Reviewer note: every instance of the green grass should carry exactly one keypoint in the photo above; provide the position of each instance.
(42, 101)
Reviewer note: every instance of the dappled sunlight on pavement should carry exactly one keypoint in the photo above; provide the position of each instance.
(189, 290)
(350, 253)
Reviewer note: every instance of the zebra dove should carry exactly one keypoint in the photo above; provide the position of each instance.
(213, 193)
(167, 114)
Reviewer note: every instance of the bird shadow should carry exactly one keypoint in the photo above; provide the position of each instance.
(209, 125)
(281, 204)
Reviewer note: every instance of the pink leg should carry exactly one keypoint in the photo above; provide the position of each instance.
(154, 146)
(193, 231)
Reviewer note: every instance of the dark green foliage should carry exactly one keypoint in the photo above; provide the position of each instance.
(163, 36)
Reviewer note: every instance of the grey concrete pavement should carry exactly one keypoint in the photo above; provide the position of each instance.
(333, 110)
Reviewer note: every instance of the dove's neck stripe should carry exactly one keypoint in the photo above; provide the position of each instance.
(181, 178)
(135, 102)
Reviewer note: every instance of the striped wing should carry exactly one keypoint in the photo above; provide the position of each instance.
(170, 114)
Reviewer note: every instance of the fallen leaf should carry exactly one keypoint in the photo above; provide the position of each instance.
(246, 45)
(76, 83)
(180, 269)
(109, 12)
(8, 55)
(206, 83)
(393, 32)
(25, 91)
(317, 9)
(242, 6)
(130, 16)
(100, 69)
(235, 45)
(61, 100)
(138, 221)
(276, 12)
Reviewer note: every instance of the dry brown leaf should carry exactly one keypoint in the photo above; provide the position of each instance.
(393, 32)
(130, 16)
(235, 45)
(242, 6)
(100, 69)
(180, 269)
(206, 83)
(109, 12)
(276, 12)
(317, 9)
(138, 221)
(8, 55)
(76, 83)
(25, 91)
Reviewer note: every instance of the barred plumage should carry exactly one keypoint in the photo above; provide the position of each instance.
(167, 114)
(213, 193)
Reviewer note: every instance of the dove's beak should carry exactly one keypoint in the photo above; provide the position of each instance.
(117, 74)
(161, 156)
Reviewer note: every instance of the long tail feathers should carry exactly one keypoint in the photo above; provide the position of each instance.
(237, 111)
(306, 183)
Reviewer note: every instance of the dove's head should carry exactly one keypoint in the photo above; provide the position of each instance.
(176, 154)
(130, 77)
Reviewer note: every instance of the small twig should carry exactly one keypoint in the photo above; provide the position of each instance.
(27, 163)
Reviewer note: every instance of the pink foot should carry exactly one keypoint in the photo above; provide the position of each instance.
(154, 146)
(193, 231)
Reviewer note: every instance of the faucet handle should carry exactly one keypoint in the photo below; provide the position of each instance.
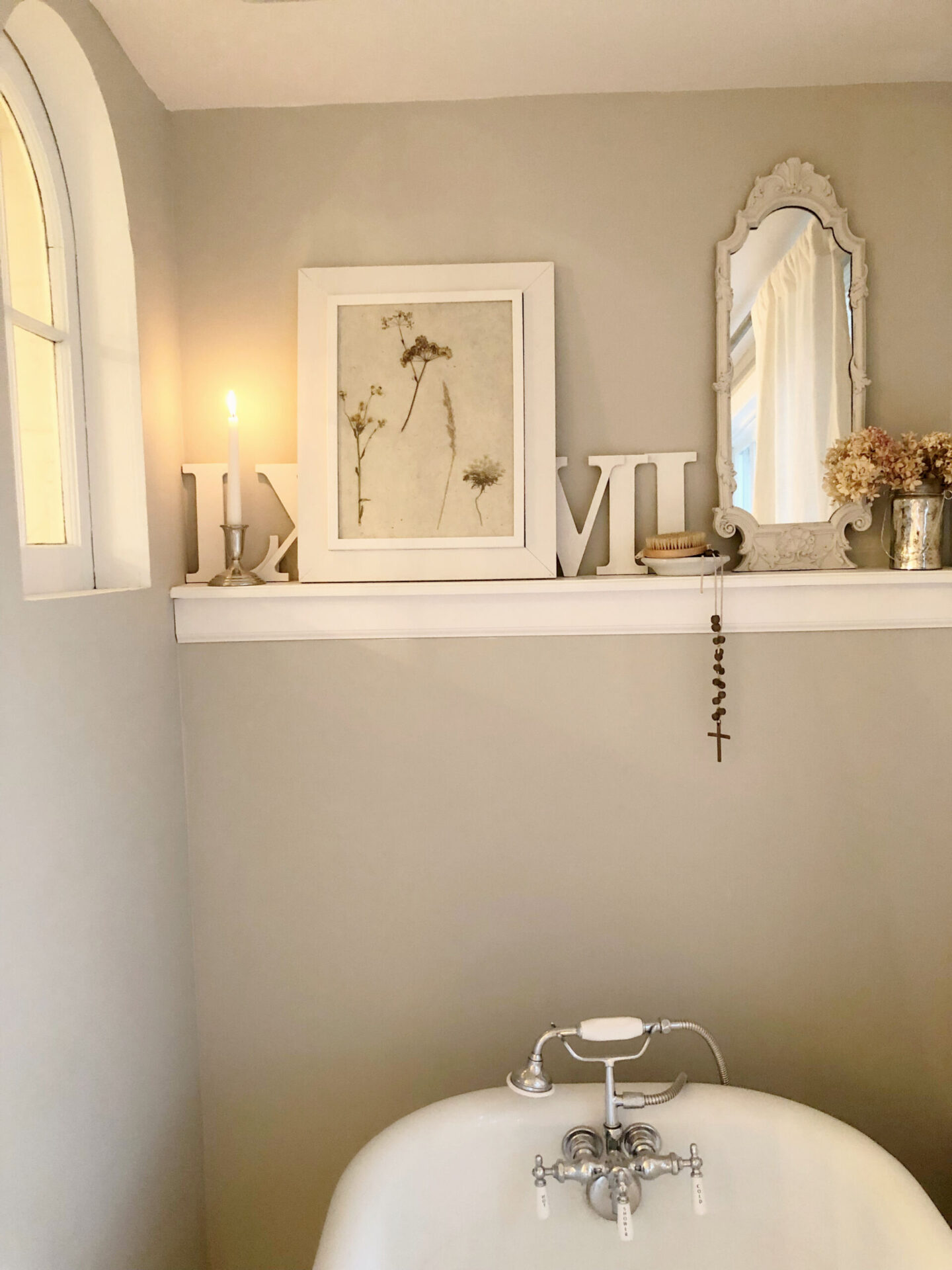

****************

• [Objective]
Rewrite all of the entries above, replacing "Reviewer note" with "Annotator note" and keeping everything else unchanged. Omit the pictures from your answer.

• [Solution to this task]
Annotator note: every instance of the green grass should carry exactly one keypoint in the photo above; provide the position of each instance.
(42, 101)
Annotator note: every instance of the dappled sunlight on pavement should carry exactly one keypoint in the photo above; provide the position of each instance.
(189, 290)
(350, 253)
Annotator note: every instance of the zebra dove should carry exactly one keypoint in the photo above; provide the position of each instance.
(213, 193)
(167, 114)
Annotator note: every instance of the bird shadow should carry exactly one keypoint in the photo above; provide the position of each instance.
(209, 125)
(281, 204)
Annotator note: every instance of the pink leg should carry exactly one keypoint in the photo above; provide the position of each instance.
(154, 146)
(193, 231)
Annotator note: every instance of the dark green foliage should carry exactly one keypoint in the photo above; provide the position of each instance.
(163, 36)
Annotator note: every instance of the grey concrete pavement should carry exactly one keypoint in the photo above; provide the position of each instance.
(333, 110)
Annotator note: every instance of the dove's neck stripe should carry exactly one keypoint in the photo above; provide the position of each instance.
(181, 178)
(135, 102)
Annotator note: every instance of the striped wing should carry exactly one keypoint in the photo above; provide the position of each instance.
(170, 114)
Annotator note: every instance of the fallen leaf should carry exactly one keypoint in the photo above; provide the position of each instance.
(246, 45)
(76, 83)
(180, 269)
(109, 12)
(8, 55)
(206, 83)
(393, 32)
(25, 91)
(317, 9)
(242, 6)
(130, 16)
(100, 69)
(235, 45)
(61, 100)
(138, 221)
(276, 12)
Annotator note: every instance of the dry brown leaf should carry exactly one keypoint in the photo above; provide the position of each instance.
(393, 32)
(130, 16)
(235, 45)
(242, 6)
(100, 69)
(180, 269)
(206, 83)
(109, 12)
(276, 12)
(317, 9)
(138, 221)
(8, 55)
(76, 83)
(25, 91)
Annotator note: every instance of the barred plumage should carry exactly one keypoint in the photo above; provide the position of each instance.
(167, 114)
(213, 193)
Annotator note: every instance of the dove's beak should carry exactly one keypoint in the photo above; provide the position of each instance.
(117, 74)
(161, 156)
Annotator note: every instance of the long tail feathers should carry exactly one keypoint in the photo above; provide the position of each instance.
(237, 111)
(306, 183)
Annotator note: every instance of the dove's head should carry exactly one keypoint in the photo above; provide the position of each instance.
(176, 154)
(130, 77)
Annotator note: every instance of the small twig should carry exactly one keypoint in the photo above; provide the position of each instance.
(27, 163)
Annotator note: every instance of the pink foot should carry exactly one keypoint in the photo above; provide the position of each instance.
(154, 146)
(193, 231)
Annotator note: every instance of the faucet handle should carry exactly one keypoint in the photo below; provide the position of each instance.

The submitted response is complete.